> _Extrait fourni_:
Le Sénégal  est un des pays les plus stables d’Afrique subsaharienne. Il n’a connu que trois présidents, dont la succession sans heurts exprime cette stabilité : Leopold Sedar Senghor (1960-31 décembre 80), qui a pris volontairement sa retraite ( fait exceptionnel en Afrique) en nommant son dauphin, Abou Diouf, alors ministre de l’économie du Sénégal (président du 1er janvier 81 au 19 mars 2000). La première alternance politique a véritablement eu lieu lors des élections de mars 2000, à l’issue desquelles a été élu président Abdoulah Wade, leader du PDS, principal parti d’opposition au PSS crée en 1974, mouride, et âgé de 74 ans.

Avant les autres pays d’Afrique noire francophone,  le Sénégal a  entrepris la libéralisation de sa vie politique. Senghor avait institué en 76 un tripartisme officiel minutieusement dosé, « afin d’éviter les dangers d’une libéralisation sauvage » (PSS, PDS et XXX marxisme léninisme ). En 81, le président Diouf a généralisé le multipartisme (actuellement, le paysage politique sénégalais recense 12 grands partis, et des partis d’ampleur plus réduite), et a fait ses priorités politiques de l’organisation d’élections libres et de la marginalisation des ‘barons’ chers à Senghor (le ‘socialisme à l’africaine’ développé par Senghor plongeait ses racines dans une idéologie de l’encadrement qui préconisait l’abandon de toute distinction entre l’Etat et les détenteurs du pouvoir d’un coté, les masses de l’autre ; une structure pyramidale a été adoptée, dont la dessein était de faire descendre jusqu’à la plus petite unité d’organisation humaine l’intervention administrative, qui était le noyau d’un patronage totalisant, et de réseaux de clientélisme). Cette libéralisation a permis l’éclosion de la liberté d’expression (développement d’une presse d’opinion critique et de mouvements politiques et syndicaux) .

> _Consigne_:
Selon l'extrait fourni, qui a été élu président du Sénégal à l'issue des élections de mars 2000 ?

> _Données fournies_:
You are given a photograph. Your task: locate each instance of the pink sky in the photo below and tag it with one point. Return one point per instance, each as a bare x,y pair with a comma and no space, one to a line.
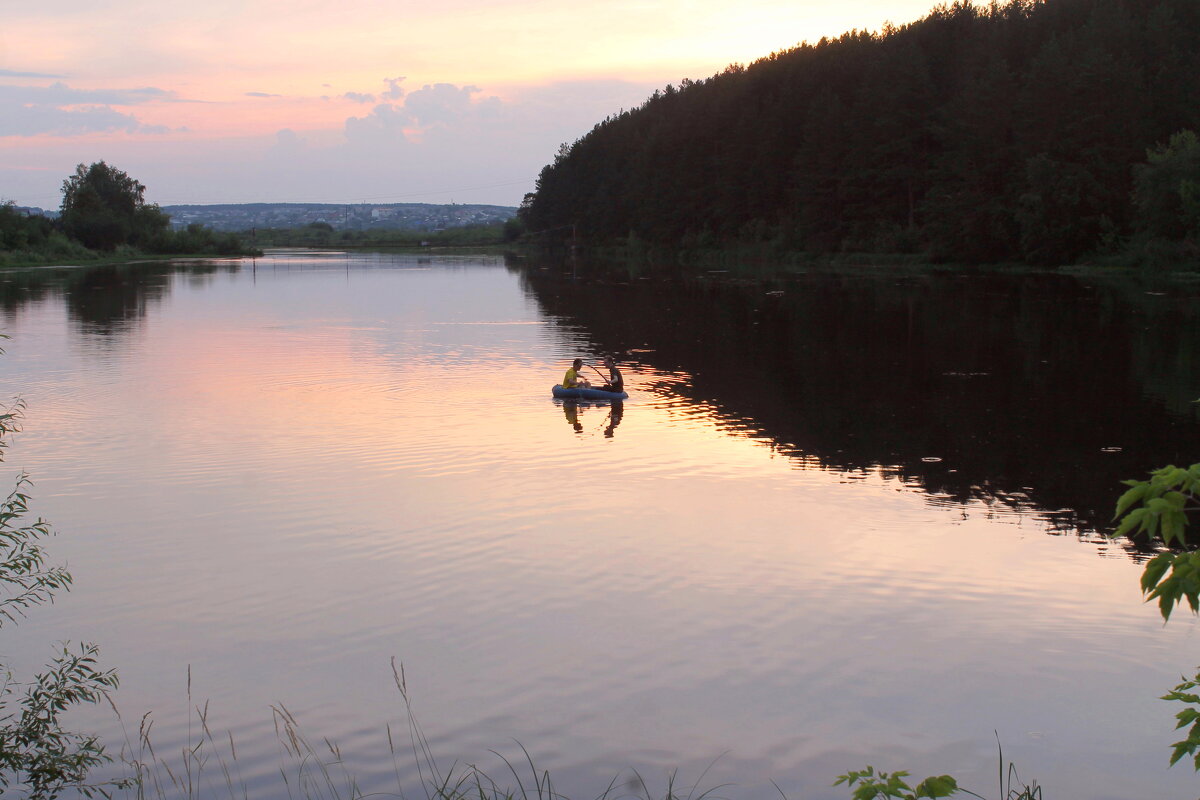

> _Réponse rédigée_:
Abdoulah Wade, leader du PDS.